From the listing below, select every line that contains the word "trunk" and copy each of those lines. Uppercase and lowercase letters count as different.

» Supplied material
--- start ---

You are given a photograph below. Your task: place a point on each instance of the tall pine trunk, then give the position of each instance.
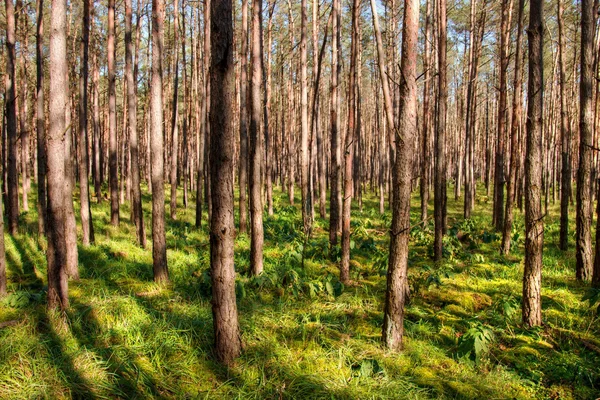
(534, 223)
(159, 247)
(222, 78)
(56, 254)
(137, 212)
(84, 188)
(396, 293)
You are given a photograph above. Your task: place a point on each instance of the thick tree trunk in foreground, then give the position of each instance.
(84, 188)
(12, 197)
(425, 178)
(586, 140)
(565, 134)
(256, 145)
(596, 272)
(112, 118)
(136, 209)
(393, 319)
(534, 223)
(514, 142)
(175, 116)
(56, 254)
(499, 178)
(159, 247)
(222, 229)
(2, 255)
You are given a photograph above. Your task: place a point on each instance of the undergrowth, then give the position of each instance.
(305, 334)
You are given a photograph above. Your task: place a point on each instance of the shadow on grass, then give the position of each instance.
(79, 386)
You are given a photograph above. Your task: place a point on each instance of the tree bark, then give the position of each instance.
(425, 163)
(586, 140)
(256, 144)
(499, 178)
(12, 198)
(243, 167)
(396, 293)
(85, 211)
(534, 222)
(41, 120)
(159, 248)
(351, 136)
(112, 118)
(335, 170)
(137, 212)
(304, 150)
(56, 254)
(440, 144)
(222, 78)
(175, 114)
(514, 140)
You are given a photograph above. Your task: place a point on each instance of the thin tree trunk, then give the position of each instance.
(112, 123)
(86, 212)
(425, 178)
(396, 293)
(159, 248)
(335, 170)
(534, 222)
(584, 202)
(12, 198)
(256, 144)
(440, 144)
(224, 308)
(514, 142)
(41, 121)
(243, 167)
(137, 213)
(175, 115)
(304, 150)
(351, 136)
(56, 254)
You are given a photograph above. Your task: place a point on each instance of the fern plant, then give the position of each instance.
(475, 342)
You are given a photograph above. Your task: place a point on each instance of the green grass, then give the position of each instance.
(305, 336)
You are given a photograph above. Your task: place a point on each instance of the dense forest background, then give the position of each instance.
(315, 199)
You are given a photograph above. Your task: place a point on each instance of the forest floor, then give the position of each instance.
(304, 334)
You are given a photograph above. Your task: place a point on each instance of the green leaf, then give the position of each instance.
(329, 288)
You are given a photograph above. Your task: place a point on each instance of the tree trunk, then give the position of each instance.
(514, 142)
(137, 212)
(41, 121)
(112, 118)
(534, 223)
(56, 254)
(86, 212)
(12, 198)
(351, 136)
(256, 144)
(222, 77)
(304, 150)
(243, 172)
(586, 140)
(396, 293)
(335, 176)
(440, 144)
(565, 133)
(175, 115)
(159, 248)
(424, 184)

--- end ---
--- start ---

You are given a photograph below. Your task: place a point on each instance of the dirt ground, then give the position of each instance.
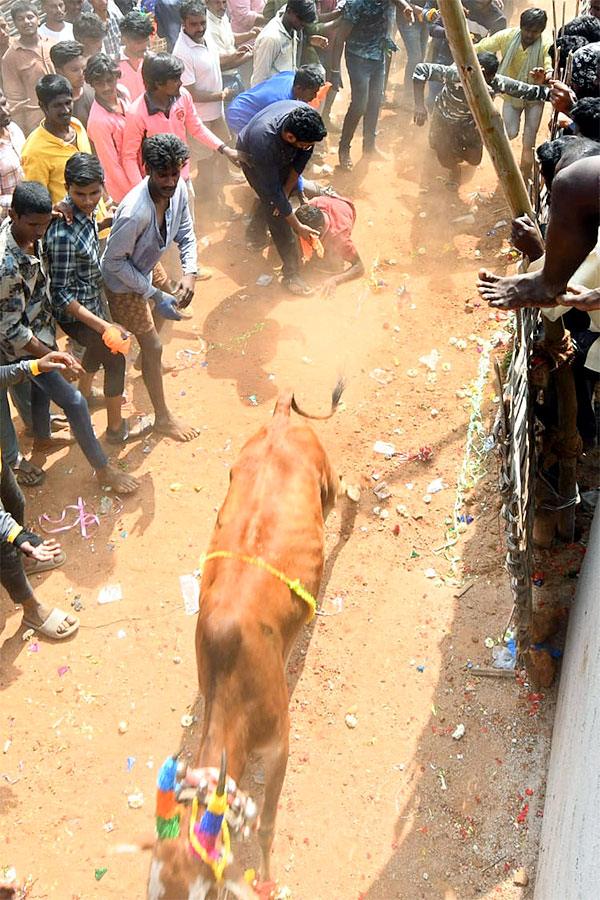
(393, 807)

--- end ---

» Response to the exercise
You are given a photograph below. Your task: place a point on each instance of the tall pine trunk, then give the position of each instance.
You are given a photograph above. Your task: place a point on each instance of the thick tree trunk in foreground, then give the position of each instance.
You are given a photograph above. Your task: place a point on each instance of the thin tree trunk, then give the position of each instance.
You are given a photograph above. Your task: place a point on each instance of the tree trunk, then give the position of each instance.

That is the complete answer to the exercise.